- **Task directions**: The entries underneath need to be duplicated exactly, with none omitted.

━━━ Available records

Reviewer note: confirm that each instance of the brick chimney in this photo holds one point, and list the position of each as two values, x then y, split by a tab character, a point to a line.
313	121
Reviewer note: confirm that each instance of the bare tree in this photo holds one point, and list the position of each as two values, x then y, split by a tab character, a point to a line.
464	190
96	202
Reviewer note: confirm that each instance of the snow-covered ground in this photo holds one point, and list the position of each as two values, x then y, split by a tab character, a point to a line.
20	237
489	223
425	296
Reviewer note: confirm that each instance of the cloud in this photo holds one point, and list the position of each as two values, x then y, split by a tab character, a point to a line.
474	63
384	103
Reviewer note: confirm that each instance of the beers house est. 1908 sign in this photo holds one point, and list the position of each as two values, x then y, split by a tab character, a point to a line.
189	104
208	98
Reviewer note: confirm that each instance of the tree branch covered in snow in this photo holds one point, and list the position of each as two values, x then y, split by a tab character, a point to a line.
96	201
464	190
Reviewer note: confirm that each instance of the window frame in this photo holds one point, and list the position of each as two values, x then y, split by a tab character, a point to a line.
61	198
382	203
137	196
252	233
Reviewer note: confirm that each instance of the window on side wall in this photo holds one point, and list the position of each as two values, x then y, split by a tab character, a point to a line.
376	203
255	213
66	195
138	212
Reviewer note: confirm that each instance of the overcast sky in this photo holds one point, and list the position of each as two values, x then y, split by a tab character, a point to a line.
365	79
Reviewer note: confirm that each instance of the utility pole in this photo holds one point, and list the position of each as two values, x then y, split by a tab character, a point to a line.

━━━━━━

- **Result of the exercise**:
Reviewer note: confirm that each instance of the brick chimney in this photo holds one point, and list the position of each as two values, x then y, split by a tab character, a point to a line.
313	121
Reviewer note: confirm that each instance of the bare tree in this photo holds one point, and list the position of each as two values, x then y, split by a tab character, a point to a line.
464	190
96	202
Reviewer note: confirm that each instance of the snow-covered ground in this photo holds one point, and list the position of each as two values, x then y, split by a tab character, a point to a line.
20	237
489	223
425	296
Reviewer note: confirm that each instance of the cloud in this photo holds one point, and list the position of each as two values, x then y, split by a tab character, a point to a line.
474	63
384	103
Reviewer note: confirm that each instance of the beers house est. 1908 sign in this photo holds one point, and list the position of each as two values, x then y, split by a tab character, a point to a line.
189	104
208	98
Reviewer note: confirm that each instance of the tree branch covered in snow in this photo holds one point, and list the position of each as two values, x then y, split by a tab character, a point to a line.
96	201
464	190
Reviewer note: confirm that each instance of the window frame in this photo holds one point, and list the position of each as two values, x then y, split by a tab character, a point to a line.
61	198
382	203
137	196
252	233
Reviewer note: confirm that each instance of the window on side wall in this photo holds one point, and list the position of each as two values, x then y, split by a tab character, a point to a line.
376	203
255	213
66	195
138	212
Reviewer note: confirm that each instance of the overcast sky in this photo holds one point, and list the position of each as two values, x then y, split by a tab character, a point to a line.
365	79
Reviewer note: confirm that each instance of the utility pole in this photo holds one point, and list the position of each as two values, x then y, split by a tab character, a point to a line.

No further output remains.